-- Opening Marker --

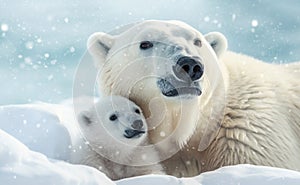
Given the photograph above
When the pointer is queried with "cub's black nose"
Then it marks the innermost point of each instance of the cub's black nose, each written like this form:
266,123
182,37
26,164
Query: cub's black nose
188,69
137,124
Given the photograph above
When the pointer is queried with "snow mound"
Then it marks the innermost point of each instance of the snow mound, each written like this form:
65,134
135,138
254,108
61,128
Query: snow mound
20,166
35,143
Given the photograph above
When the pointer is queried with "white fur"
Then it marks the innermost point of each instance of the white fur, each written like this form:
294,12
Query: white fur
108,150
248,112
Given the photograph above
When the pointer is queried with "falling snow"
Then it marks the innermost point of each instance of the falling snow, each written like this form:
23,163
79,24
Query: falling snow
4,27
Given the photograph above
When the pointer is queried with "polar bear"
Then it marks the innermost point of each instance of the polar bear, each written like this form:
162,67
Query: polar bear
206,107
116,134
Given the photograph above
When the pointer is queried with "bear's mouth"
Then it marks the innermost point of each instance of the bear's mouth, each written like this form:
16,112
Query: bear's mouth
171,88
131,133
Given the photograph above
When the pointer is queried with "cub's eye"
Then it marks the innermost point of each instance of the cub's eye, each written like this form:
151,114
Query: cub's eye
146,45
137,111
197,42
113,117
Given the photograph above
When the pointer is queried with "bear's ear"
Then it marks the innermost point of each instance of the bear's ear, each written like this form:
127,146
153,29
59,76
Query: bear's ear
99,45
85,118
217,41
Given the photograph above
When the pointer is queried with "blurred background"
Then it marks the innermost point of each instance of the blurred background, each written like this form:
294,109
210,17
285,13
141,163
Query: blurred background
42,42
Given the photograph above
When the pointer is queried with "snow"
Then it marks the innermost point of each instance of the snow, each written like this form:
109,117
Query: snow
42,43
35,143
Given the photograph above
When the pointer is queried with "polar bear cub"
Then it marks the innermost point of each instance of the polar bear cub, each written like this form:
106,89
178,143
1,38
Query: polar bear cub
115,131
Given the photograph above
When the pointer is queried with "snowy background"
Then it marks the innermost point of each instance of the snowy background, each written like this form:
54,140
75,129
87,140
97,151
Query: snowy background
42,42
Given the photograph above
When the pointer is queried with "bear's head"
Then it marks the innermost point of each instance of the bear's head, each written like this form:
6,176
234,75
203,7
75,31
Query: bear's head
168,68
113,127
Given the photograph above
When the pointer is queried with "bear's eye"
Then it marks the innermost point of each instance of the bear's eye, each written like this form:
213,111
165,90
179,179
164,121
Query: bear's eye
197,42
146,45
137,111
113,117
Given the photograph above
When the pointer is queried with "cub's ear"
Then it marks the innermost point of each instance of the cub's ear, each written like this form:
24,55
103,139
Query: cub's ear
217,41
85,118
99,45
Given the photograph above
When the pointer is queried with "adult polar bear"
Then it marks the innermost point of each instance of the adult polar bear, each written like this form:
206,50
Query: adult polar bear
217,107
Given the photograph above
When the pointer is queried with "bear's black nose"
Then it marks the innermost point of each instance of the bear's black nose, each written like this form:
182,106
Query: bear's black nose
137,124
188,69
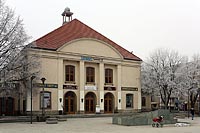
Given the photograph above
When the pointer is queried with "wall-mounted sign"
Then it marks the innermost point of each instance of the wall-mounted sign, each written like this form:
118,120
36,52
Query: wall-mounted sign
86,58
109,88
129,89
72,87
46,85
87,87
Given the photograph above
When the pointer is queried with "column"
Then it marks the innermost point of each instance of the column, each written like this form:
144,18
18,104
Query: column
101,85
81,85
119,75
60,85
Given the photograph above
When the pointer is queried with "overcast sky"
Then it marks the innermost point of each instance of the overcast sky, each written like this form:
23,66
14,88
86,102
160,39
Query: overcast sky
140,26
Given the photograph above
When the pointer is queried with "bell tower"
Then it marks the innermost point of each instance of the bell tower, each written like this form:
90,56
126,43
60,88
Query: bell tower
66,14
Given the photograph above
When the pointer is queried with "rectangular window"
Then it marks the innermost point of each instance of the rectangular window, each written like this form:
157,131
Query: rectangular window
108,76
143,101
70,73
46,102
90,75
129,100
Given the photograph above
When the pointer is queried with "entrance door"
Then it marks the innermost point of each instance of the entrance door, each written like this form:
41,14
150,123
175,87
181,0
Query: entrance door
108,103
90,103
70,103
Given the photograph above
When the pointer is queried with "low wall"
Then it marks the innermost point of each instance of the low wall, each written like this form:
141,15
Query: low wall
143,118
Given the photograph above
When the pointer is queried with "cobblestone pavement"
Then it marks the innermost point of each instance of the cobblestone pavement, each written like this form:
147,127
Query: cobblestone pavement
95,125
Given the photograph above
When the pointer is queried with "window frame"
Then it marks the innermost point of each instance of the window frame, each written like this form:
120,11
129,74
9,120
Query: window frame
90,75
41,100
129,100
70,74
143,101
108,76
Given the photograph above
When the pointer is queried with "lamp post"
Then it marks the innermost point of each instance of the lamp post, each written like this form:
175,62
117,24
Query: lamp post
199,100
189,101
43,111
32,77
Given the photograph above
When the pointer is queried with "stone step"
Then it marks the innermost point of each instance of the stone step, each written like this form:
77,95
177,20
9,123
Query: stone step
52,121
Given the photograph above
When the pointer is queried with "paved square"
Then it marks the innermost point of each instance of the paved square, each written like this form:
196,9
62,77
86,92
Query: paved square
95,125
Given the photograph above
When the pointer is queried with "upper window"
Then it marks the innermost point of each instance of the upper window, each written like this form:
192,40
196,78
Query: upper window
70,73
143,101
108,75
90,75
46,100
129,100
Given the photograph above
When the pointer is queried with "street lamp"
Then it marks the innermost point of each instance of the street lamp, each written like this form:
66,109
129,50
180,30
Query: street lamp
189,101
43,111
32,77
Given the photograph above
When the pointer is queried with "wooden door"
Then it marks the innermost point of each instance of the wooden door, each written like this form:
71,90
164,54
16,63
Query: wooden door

-- Closing Marker --

In the lines above, find the word "wooden" and copy each line that contains it.

When the pointer is queried with "wooden door"
Then it marks the innermost point of each instance of the wooden door, each written like this form:
Query: wooden door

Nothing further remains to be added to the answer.